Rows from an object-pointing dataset
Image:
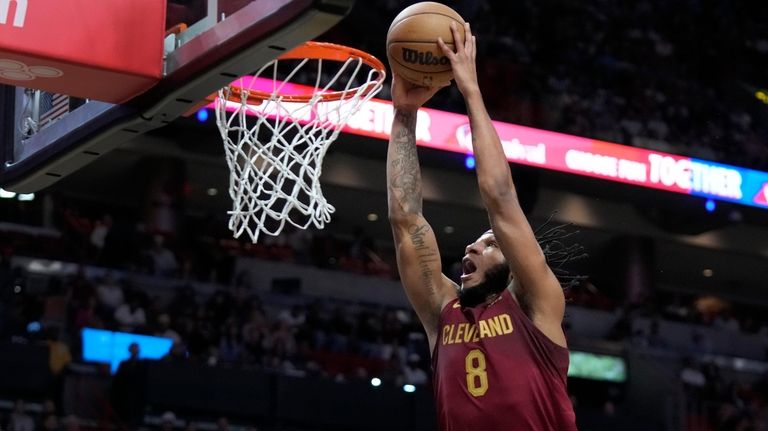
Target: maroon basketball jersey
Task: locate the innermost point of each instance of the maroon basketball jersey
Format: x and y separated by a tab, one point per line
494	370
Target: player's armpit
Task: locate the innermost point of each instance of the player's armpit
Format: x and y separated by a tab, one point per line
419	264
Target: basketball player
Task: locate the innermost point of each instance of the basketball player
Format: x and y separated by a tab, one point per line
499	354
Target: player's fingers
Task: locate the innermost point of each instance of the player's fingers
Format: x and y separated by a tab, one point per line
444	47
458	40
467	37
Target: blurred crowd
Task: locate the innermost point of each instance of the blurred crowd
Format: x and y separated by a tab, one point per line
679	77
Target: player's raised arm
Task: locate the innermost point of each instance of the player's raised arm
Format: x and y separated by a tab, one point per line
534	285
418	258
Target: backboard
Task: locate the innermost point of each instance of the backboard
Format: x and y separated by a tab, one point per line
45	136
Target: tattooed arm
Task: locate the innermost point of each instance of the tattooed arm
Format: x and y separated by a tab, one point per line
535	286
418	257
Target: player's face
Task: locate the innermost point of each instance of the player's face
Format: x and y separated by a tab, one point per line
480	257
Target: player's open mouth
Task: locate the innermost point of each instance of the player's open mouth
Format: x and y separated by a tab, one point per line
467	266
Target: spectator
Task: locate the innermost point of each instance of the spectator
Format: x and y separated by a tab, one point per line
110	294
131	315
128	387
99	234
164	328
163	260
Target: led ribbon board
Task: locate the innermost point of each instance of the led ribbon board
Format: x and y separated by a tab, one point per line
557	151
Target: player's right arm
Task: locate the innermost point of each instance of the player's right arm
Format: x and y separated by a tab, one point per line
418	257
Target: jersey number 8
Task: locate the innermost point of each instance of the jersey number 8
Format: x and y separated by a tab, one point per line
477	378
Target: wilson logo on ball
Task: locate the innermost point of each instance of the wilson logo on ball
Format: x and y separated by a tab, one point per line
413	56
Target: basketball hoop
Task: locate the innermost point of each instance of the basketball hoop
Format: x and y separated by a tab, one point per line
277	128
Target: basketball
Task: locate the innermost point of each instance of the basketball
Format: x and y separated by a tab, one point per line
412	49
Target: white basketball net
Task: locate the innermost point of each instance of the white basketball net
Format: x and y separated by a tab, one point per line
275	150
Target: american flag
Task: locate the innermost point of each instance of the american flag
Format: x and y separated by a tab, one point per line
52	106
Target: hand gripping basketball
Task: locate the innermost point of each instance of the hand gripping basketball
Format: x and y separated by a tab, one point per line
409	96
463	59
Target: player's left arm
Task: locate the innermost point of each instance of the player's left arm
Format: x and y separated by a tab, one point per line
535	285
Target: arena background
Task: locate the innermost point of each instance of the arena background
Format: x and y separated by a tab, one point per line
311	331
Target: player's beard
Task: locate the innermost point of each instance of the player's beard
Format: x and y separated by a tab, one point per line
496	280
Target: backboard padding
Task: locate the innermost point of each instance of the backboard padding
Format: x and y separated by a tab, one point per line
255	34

**What is expected**
Reproduce every line of the material above word for word, leaving out the pictures.

**Written answer**
Image:
Target: maroon basketball jersey
Task: locate the innermost point of each instance of the maroon basketball jersey
Format: x and y separated by a tab, one point per line
494	370
Target: player's armpit
Task: locate the innermost point of each instance of the player's armpit
Format: x and y separated by a tab, one point per line
419	264
Target: basketball player
Task: locate the innermost point of each instance of the basketball player
Format: x and y separated by a tab, one point per line
499	354
Target: player's fingers
Task: locate the innermost point of each instance of the player's fingers
Format: x and y separated by a tab, one point per line
444	47
458	40
467	37
Target: blurred crowd
Task: locate the innermost point of each instance of the blurred crowd
Format: x and y separated by a tab, one point per line
679	77
Target: player's raised arm
Task: locate the innermost point of each instance of the player's raised arm
Format: x and y separated by a tab, one point per line
534	285
418	258
Target: backboard
Task: locate the innermost point of each instance of the backboard
Format: x and y separated by a tab, one point per line
45	136
Target: tattooed arm
Task: locate the innermost point of each instance of the tattooed arm
Format: x and y separated by a tab, one point per line
535	286
418	257
Target: player's face
Task: locate the innermost point of each instance of the player's face
Format: x and y separated by a tab, one point per line
480	257
Target: player's open mouth
Task: locate the innermost point of each instance of the player's open mouth
Format: x and y separated by a tab, one point per line
467	266
Target: spectator
Task: locate the innermost point of each instance of the spectator
Format: x and y separated by a tab, one point per line
110	294
131	315
128	387
99	234
164	328
163	260
Target: led ribbon board
Task: locate the innermost point of each instance of the led ribbon board
Format: x and y separated by a tab, one point per line
557	151
Target: player's right arm
Task: locate the innermost point of each instance of the player's right arm
Format: x and y separated by a tab, one point per line
418	257
Target: jersey number 8
Task: locate the innermost point of each instance of the jersey number 8
Format: x and y separated by a tab, one point per line
477	378
Target: wilson logo on ball
Task: locate the innermost point of each instance of the wilson logo on ball
Format: x and y separated by a tab, one point per line
413	56
Target: basketball hoop
Task: locate the innermost point of each instance of the basketball hoop
Format: x and y separated by a tab, one point per line
277	128
Target: basketball
Task: locate the innermost point of each instance of the basketball
Format: x and y separated by a tab, one point per line
412	49
Target: white basketball net
Task: locate the innermost point of each instance of the white basketball net
Format: x and y separated by a tab, one point per line
275	150
Target: american flag
Task: locate the innermost point of each instance of the american flag
Format: x and y separated by a tab, one point per line
52	106
Target: hand gripping basketball
Task: locate the innermost point of each instance of the hand gripping basketball
Format: x and y separated by a tab, one point per line
409	96
463	59
Target: player's left arm
Task: locate the innermost point of each instance of the player's left arm
Format: x and y separated by a tab, one point per line
535	285
Target: arena background
Task: locate the innermost point of each instance of the arena background
Format: x and y separated by a tab, one point per line
311	331
Target: player's beard
Task: locate the innermost point of each instance of the player's beard
Format: x and y separated by a tab, one point per line
496	280
Target: backboard padding
Task: locate the innermost point of each instance of the backboard padding
Format: x and y separated by a tab, one point per line
255	34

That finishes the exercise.